Exercise task — Reproduce the listing below verbatim, line for line, but omit the pictures.

--- Exercise input ---

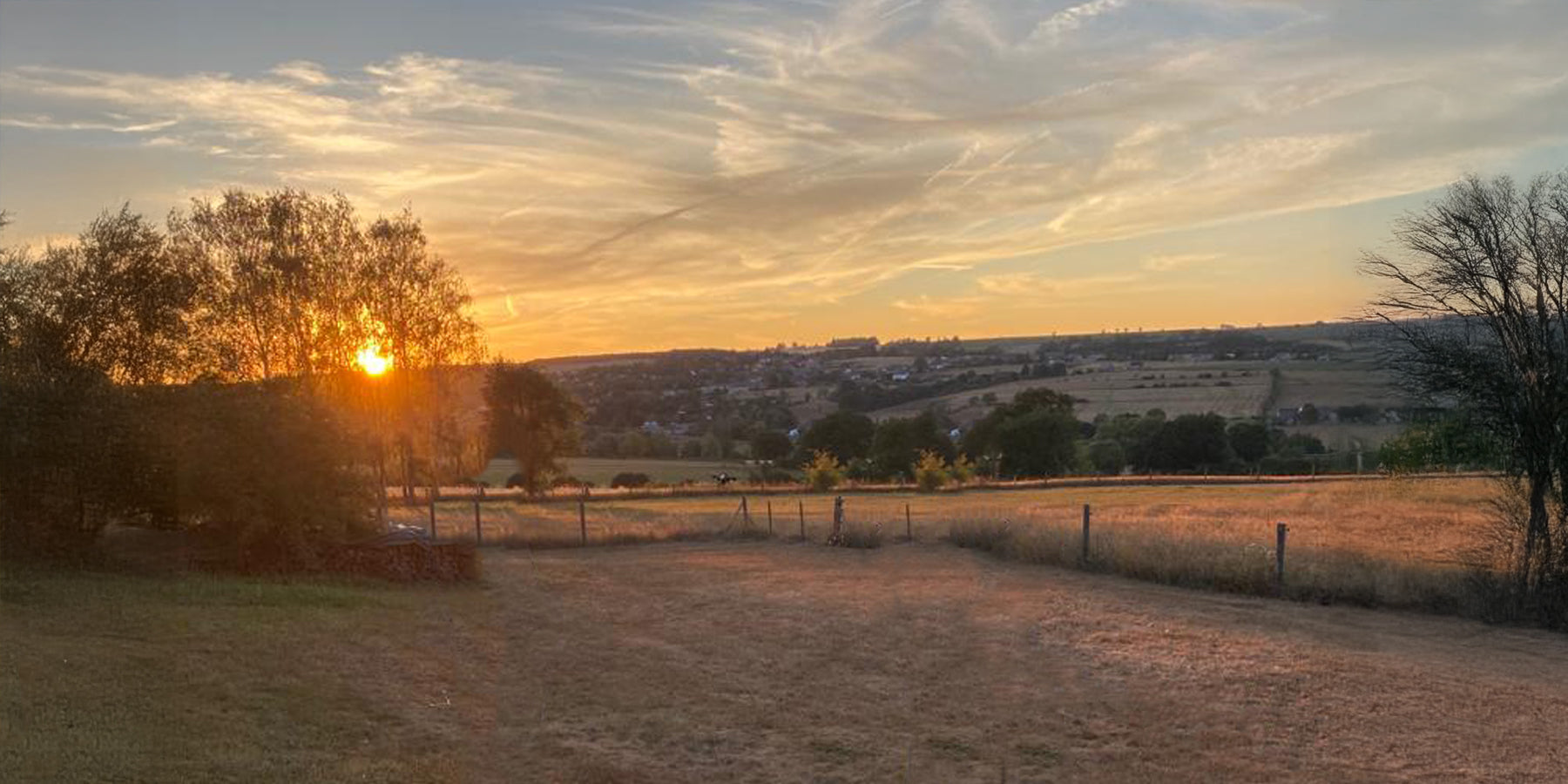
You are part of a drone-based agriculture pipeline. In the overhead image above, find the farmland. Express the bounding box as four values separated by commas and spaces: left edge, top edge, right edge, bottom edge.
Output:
0, 530, 1568, 784
392, 478, 1493, 564
561, 458, 748, 488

---

Written solution —
You are part of a drone-based agriculture pipeline. In the overhead image above, find the farmland. Express the bounding box as four values separated by commas and spaces: left edge, top edge, right edge, bottom edge.
Output:
0, 530, 1568, 784
392, 478, 1493, 564
561, 458, 748, 488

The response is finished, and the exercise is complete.